Sur un animal sain (photo ), la rate, qui a un aspect assez échogène caractéristique à l’échographie, est entourée latéralement par la paroi abdominale, dorsalement par la masse commune des muscles lombaires et médialement, par le rein gauche et les anses digestives. L’extrémité dorsale de la rate est arrondie et régulière.

Lors d’entrappement néphrosplénique, deux modifications caractéristiques sont notées (photo ) :

- la présence d’un écho gazeux provenant du côlon qui cache la partie dorsale de la rate et forme une ligne rectiligne sur l’extrémité dorsale de la rate ;

- la disparition fréquente, mais non systématique de l’image du rein gauche. Cette absence d’image est en effet conditionnée par la présence de gaz dans la portion de côlon entrappée. Exceptionnellement l’absence de gaz et la présence d’un contenu fluide peut permettre la visualisation du rein gauche.

Lors de déplacement latéral du côlon entre la rate et la paroi abdominale (photo ), la rate est en général cachée par des échos gazeux et des images d’anses intestinales [31, 32].

Dans certains cas physiologiques, des anses intestinales situées à proximité de la rate peuvent être visualisées sur le bord de la rate, mais l’extrémité dorsale de la rate et le rein gauche restent visibles (photo ).

Laparoscopie

Avant de mettre en œuvre le traitement, si un doute persiste sur le diagnostic, il est possible d’avoir recours à la laparoscopie sur animal debout, de manière à examiner l’espace néphrosplénique [5].

Paracentèse abdominale

Une paracentèse abdominale peut également être pratiquée afin de s’assurer de l’absence de lésions intestinales associées, mais elle est en général normale lors d’accrochement néphrosplénique [5, 23]. La présence de sang peut être liée à la ponction de la rate, qui n’est pas rare en raison de son déplacement fréquent vers le plan médian [1, 30]. La nécessité de cet examen pourra être appréciée en fonction de l’état clinique de l’animal et de la durée de l’épisode de coliques.

Données enregistrées:
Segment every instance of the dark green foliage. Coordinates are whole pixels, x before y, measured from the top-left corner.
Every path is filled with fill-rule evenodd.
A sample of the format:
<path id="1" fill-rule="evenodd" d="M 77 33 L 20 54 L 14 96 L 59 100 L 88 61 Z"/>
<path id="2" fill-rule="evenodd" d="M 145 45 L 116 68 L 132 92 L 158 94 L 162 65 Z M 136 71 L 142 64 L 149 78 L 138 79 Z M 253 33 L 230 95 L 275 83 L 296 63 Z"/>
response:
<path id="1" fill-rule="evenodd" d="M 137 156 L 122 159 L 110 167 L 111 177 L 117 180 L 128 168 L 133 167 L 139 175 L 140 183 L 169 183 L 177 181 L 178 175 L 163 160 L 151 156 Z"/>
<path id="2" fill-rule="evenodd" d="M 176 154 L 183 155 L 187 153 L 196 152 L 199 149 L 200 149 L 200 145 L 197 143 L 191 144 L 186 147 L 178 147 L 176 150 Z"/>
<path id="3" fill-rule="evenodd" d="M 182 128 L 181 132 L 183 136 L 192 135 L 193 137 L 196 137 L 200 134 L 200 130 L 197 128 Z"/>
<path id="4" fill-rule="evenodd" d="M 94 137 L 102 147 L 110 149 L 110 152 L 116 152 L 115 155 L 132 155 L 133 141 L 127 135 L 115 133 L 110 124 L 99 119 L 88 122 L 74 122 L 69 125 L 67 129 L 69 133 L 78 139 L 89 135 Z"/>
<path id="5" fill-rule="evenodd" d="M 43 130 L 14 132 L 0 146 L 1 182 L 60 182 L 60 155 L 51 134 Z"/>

## [Détails de l'exercice]
D'après le texte sur l'accrochement néphrosplénique, quelle structure entoure la rate dorsalement chez un animal sain ?

## [Corrigé de l'exercice]
Chez un animal sain, la rate est entourée dorsalement par la masse commune des muscles lombaires.